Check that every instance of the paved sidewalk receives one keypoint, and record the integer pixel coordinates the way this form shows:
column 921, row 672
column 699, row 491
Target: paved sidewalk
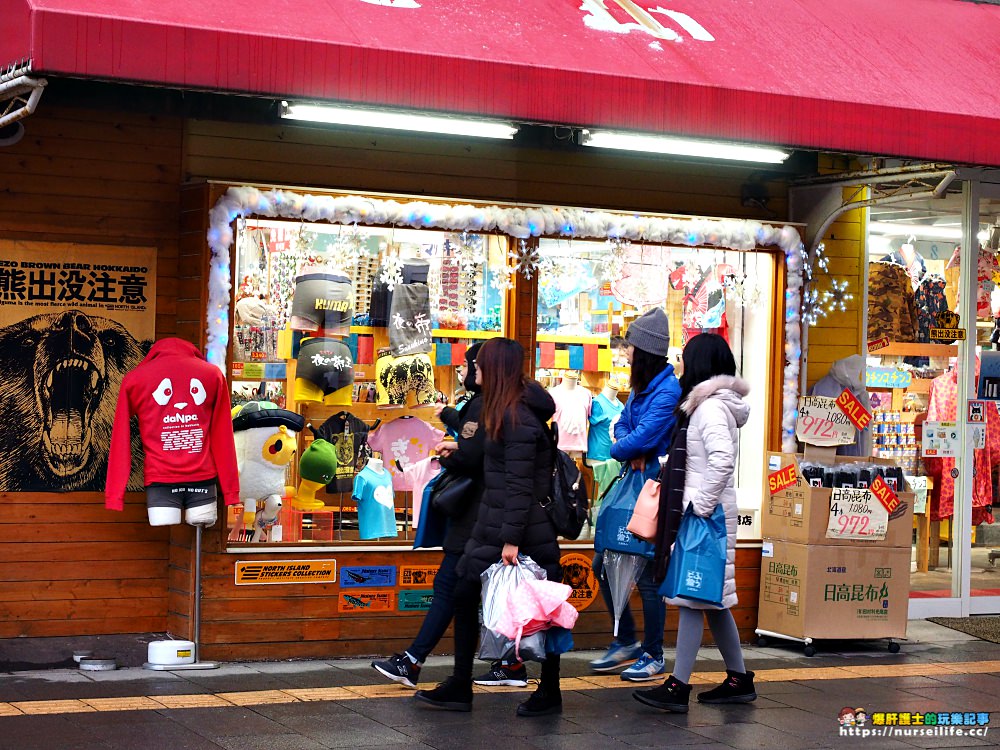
column 309, row 705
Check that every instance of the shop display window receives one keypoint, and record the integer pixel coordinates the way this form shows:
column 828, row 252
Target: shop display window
column 351, row 335
column 589, row 292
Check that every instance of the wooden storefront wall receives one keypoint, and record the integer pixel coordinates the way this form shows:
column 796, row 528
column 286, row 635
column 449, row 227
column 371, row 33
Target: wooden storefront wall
column 83, row 175
column 68, row 567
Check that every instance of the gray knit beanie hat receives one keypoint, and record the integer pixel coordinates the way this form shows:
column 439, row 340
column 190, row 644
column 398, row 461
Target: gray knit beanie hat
column 650, row 332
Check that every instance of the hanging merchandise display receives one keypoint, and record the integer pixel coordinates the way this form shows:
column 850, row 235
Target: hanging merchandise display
column 351, row 307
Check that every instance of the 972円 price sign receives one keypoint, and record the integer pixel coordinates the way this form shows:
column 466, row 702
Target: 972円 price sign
column 856, row 514
column 821, row 422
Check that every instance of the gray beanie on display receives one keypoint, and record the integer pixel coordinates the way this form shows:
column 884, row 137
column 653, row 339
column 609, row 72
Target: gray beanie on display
column 650, row 332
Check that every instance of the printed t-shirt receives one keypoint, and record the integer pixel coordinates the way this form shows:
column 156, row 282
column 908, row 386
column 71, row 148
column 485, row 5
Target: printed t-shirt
column 419, row 474
column 402, row 442
column 603, row 412
column 376, row 504
column 572, row 413
column 349, row 436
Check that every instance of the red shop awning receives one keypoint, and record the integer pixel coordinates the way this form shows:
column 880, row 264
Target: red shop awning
column 916, row 79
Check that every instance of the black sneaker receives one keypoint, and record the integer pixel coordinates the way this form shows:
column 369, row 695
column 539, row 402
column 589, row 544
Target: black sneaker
column 736, row 688
column 399, row 669
column 673, row 695
column 504, row 675
column 451, row 695
column 541, row 703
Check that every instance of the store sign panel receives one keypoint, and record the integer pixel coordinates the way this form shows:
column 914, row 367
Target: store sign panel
column 366, row 601
column 853, row 408
column 940, row 440
column 355, row 577
column 50, row 292
column 415, row 600
column 821, row 422
column 887, row 377
column 258, row 572
column 857, row 514
column 417, row 575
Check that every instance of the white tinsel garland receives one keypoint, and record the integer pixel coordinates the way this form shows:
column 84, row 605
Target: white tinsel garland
column 520, row 223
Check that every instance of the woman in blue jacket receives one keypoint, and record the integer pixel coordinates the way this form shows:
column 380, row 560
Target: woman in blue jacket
column 642, row 435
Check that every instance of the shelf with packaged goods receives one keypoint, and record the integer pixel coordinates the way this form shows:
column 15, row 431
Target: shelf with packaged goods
column 555, row 338
column 438, row 333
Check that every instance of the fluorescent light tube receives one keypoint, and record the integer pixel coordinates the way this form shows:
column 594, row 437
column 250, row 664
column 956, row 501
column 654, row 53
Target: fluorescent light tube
column 656, row 144
column 924, row 231
column 396, row 120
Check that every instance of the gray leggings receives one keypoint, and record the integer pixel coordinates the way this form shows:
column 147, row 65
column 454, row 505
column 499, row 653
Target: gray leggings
column 690, row 629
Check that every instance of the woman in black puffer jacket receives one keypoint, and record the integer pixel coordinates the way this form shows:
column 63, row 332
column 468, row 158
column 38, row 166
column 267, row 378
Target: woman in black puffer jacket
column 517, row 476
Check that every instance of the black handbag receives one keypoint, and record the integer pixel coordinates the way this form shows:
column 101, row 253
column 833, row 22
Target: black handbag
column 450, row 494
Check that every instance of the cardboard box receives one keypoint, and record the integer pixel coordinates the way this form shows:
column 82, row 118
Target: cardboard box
column 829, row 591
column 800, row 513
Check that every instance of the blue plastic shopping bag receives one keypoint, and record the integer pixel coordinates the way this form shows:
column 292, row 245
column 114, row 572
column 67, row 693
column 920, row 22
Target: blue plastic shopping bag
column 616, row 511
column 697, row 568
column 433, row 524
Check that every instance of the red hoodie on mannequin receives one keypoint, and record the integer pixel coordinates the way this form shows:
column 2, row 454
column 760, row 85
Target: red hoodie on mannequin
column 182, row 403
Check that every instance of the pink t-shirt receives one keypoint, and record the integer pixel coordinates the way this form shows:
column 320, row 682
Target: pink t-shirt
column 572, row 415
column 402, row 443
column 419, row 474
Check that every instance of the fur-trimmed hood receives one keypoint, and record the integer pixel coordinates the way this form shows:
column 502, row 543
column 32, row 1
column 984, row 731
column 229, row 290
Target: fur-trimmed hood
column 728, row 389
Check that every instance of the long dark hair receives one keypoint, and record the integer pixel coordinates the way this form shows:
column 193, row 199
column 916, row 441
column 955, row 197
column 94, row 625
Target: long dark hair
column 645, row 367
column 501, row 363
column 705, row 356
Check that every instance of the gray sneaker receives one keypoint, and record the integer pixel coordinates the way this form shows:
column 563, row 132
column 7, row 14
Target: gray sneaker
column 617, row 655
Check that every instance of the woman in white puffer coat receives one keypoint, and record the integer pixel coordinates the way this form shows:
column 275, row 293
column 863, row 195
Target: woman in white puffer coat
column 713, row 410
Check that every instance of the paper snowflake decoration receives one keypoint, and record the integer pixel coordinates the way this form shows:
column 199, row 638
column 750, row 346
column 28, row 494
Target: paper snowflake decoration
column 526, row 259
column 392, row 271
column 501, row 278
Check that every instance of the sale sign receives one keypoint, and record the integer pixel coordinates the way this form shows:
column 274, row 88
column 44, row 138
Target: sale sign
column 885, row 495
column 855, row 411
column 781, row 480
column 821, row 422
column 856, row 514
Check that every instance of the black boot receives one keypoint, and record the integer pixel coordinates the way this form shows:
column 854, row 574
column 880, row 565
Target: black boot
column 736, row 688
column 541, row 703
column 673, row 695
column 547, row 699
column 452, row 695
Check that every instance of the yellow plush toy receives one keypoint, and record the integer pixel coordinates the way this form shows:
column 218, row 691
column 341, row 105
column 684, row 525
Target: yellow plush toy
column 265, row 445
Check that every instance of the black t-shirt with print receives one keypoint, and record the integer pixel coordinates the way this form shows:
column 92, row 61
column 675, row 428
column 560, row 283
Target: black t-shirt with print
column 349, row 436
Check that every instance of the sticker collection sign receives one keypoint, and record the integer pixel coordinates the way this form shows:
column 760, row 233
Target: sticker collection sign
column 857, row 514
column 368, row 577
column 821, row 422
column 258, row 572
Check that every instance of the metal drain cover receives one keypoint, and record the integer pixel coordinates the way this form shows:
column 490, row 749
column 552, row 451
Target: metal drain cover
column 98, row 665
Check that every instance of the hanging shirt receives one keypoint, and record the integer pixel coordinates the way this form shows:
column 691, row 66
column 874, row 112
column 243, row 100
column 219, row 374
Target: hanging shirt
column 572, row 414
column 376, row 504
column 349, row 436
column 603, row 412
column 402, row 442
column 419, row 474
column 942, row 406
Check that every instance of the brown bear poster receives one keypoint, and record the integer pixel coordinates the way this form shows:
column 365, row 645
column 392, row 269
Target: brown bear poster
column 74, row 320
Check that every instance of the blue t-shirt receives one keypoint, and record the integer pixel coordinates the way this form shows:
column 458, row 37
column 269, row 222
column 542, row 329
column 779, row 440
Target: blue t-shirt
column 376, row 503
column 602, row 412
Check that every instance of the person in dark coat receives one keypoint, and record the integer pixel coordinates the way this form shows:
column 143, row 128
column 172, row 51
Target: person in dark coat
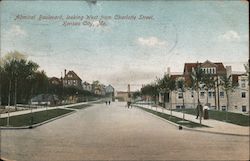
column 199, row 110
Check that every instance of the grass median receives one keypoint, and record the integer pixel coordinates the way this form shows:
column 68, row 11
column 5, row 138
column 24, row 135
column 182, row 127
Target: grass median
column 80, row 106
column 234, row 118
column 33, row 118
column 174, row 119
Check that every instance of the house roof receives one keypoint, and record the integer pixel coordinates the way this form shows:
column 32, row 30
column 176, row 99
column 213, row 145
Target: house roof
column 73, row 74
column 175, row 76
column 54, row 79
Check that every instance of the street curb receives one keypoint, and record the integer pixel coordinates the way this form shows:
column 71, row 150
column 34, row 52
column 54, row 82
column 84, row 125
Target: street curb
column 193, row 129
column 38, row 124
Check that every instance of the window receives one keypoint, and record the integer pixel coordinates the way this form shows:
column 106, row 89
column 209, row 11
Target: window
column 222, row 94
column 243, row 95
column 244, row 108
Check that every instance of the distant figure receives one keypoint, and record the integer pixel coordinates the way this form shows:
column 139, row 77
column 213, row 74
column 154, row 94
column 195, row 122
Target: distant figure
column 128, row 103
column 199, row 110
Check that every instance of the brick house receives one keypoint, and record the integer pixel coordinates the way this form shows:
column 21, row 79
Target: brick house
column 72, row 79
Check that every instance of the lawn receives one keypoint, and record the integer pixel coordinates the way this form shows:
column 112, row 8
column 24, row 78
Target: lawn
column 33, row 118
column 80, row 106
column 234, row 118
column 173, row 118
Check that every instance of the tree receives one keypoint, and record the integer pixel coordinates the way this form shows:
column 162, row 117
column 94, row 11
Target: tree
column 150, row 90
column 181, row 87
column 196, row 78
column 228, row 86
column 246, row 66
column 208, row 83
column 166, row 85
column 16, row 70
column 136, row 94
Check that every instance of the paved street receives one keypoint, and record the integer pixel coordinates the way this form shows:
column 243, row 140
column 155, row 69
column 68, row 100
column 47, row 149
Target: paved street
column 114, row 132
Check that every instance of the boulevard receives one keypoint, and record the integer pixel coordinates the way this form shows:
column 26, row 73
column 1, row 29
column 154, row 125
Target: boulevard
column 114, row 132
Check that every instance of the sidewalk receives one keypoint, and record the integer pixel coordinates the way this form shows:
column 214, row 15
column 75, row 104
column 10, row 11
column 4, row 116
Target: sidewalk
column 42, row 109
column 214, row 125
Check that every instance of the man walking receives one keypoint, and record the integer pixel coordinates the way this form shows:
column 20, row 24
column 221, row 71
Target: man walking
column 199, row 110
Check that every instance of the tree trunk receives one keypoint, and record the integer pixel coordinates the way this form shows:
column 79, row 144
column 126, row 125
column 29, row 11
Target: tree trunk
column 227, row 105
column 218, row 94
column 15, row 98
column 183, row 105
column 215, row 100
column 207, row 96
column 9, row 93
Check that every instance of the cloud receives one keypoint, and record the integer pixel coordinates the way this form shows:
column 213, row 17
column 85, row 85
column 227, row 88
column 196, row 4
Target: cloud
column 229, row 36
column 150, row 41
column 15, row 31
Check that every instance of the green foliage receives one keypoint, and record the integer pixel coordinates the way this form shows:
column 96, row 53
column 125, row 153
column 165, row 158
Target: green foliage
column 166, row 84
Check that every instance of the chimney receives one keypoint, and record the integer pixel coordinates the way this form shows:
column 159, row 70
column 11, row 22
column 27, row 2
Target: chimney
column 229, row 70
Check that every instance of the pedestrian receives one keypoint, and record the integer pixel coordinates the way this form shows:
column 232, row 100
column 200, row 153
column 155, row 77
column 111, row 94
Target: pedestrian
column 128, row 103
column 199, row 110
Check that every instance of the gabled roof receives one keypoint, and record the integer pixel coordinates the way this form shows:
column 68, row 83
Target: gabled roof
column 176, row 76
column 74, row 76
column 54, row 79
column 219, row 67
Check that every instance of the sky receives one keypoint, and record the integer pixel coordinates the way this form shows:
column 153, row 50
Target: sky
column 125, row 42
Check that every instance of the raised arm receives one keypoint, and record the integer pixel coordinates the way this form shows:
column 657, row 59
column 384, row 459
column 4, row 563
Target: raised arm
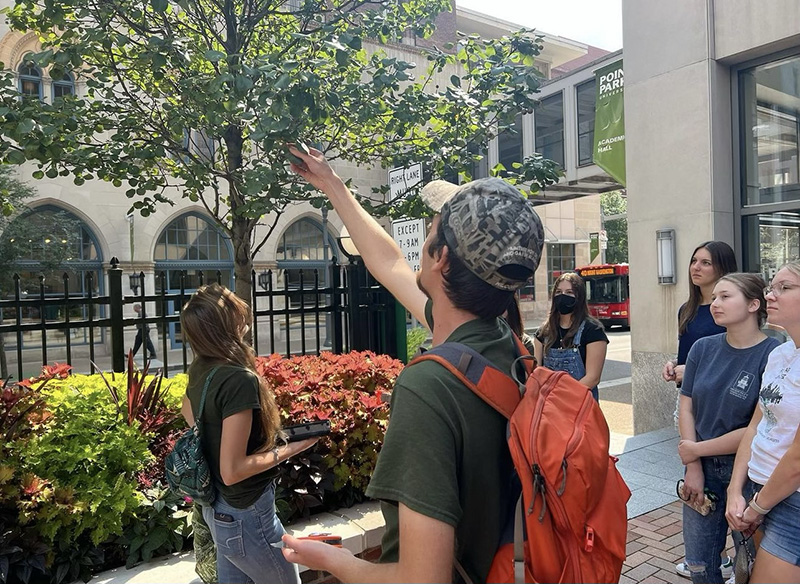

题目.
请将包含"Check that every instance of the store"的那一行到包含"column 690, row 629"的那一行逐字照抄下来，首尾两行都要包括在内。

练习结果.
Check that every instance of the store sign panel receives one keypoint, and record the integer pixel coordinates the way this form shows:
column 914, row 367
Target: store sign panel
column 366, row 601
column 853, row 408
column 940, row 440
column 355, row 577
column 50, row 292
column 415, row 600
column 821, row 422
column 887, row 377
column 258, row 572
column 857, row 514
column 417, row 575
Check that every instance of the white tinsel garland receives one keypoint, and record the integer pixel coordinates the way this form shows:
column 84, row 605
Target: white tinsel garland
column 520, row 223
Check that every instance of the woman in blue jacket receives one keypoint, and record the integer pixel coordinates the way this form shows:
column 380, row 560
Target: woman in blue jacket
column 642, row 435
Check that every instance of the shelf with packaged goods receives one keypoint, and record the integer pixel coordinates the way this form shows:
column 15, row 431
Target: shelf with packaged goods
column 555, row 338
column 438, row 333
Check that every instance of the fluorescent light tube receives one keypoint, and record the integer pixel coordinates the way this form shows:
column 594, row 437
column 250, row 664
column 956, row 501
column 654, row 53
Target: fluorescent light tube
column 656, row 144
column 924, row 231
column 396, row 120
Check that every instance of the gray leggings receives one keypoint, and record the integer pixel coordinates the way this form shows:
column 147, row 65
column 454, row 505
column 499, row 653
Target: gray leggings
column 690, row 629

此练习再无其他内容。